───── Quelle

Ähnlich entstehen auch meine Bilder. Auf Reisen mache ich hunderte von Fotos, Skizzen, Aquarelle. Daraus entstehen in langen Prozessen die Gemälde, die sichtbaren Spuren des Machens, des Gemachtseins sind mir immens wichtig. Oft entstehen sie Jahre nach den ursprünglichen Vorabreiten, irgendwann ist das Bild reif, von mir gemalt zu werden, wie ein Schatz der gehoben werden kann. Mit wenigen Ausnahmen habe ich alle hier gezeigten Landschaften gesehen, habe ich eine Beziehung zu ihnen, habe ich sie vor Ort erlebt. Die wenigen Ausnahmen sind, weil mich ein Bild gereizt hat wie das Doppelporträt von Benjamin Britten und Peter Pears, das ich zu den Zwei Männern am Meer umgewandelt habe oder der Holzschnitt „Frau am Meer“, weil mich das Zeitungsfoto als Symbol gereizt hat. Und natürlich: die Aquarelle und Holzschnitte nach meinem großen Vorbild William Turner.

──────────

Gestellte Aufgabe
Gib den Abschnitt der Quelle ab „Ähnlich entstehen auch“ und weiter bis einschließlich „Vorbild William Turner.“ noch einmal wieder, tausche darin aber „Aquarelle“ gegen „Zeichnungen“ aus. Die Zeilen haben einen anderen Ursprung als die Quelle.

───── Aufgeführte Zeilen

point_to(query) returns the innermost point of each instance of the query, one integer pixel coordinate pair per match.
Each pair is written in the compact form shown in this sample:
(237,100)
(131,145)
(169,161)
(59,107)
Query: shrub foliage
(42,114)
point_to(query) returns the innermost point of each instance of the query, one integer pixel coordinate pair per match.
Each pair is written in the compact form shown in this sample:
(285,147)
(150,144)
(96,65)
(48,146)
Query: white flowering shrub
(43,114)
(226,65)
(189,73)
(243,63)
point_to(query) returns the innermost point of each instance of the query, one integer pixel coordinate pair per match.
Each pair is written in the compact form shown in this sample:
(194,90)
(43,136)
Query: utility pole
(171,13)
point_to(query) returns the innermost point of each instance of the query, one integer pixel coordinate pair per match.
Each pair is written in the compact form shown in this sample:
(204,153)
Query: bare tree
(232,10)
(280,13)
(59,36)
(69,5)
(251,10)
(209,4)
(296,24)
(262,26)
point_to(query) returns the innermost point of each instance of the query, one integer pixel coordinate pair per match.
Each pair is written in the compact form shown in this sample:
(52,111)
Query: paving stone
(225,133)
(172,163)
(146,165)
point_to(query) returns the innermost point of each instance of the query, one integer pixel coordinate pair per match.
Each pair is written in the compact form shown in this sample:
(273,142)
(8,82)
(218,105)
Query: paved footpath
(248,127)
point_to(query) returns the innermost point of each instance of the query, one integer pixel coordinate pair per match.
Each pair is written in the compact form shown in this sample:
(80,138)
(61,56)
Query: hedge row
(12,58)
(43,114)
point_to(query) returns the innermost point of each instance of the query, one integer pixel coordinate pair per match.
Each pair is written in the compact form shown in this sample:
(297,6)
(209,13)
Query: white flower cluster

──────────

Schriftliche Antwort
Ähnlich entstehen auch meine Bilder. Auf Reisen mache ich hunderte von Fotos, Skizzen, Zeichnungen. Daraus entstehen in langen Prozessen die Gemälde, die sichtbaren Spuren des Machens, des Gemachtseins sind mir immens wichtig. Oft entstehen sie Jahre nach den ursprünglichen Vorabreiten, irgendwann ist das Bild reif, von mir gemalt zu werden, wie ein Schatz der gehoben werden kann. Mit wenigen Ausnahmen habe ich alle hier gezeigten Landschaften gesehen, habe ich eine Beziehung zu ihnen, habe ich sie vor Ort erlebt. Die wenigen Ausnahmen sind, weil mich ein Bild gereizt hat wie das Doppelporträt von Benjamin Britten und Peter Pears, das ich zu den Zwei Männern am Meer umgewandelt habe oder der Holzschnitt „Frau am Meer“, weil mich das Zeitungsfoto als Symbol gereizt hat. Und natürlich: die Zeichnungen und Holzschnitte nach meinem großen Vorbild William Turner.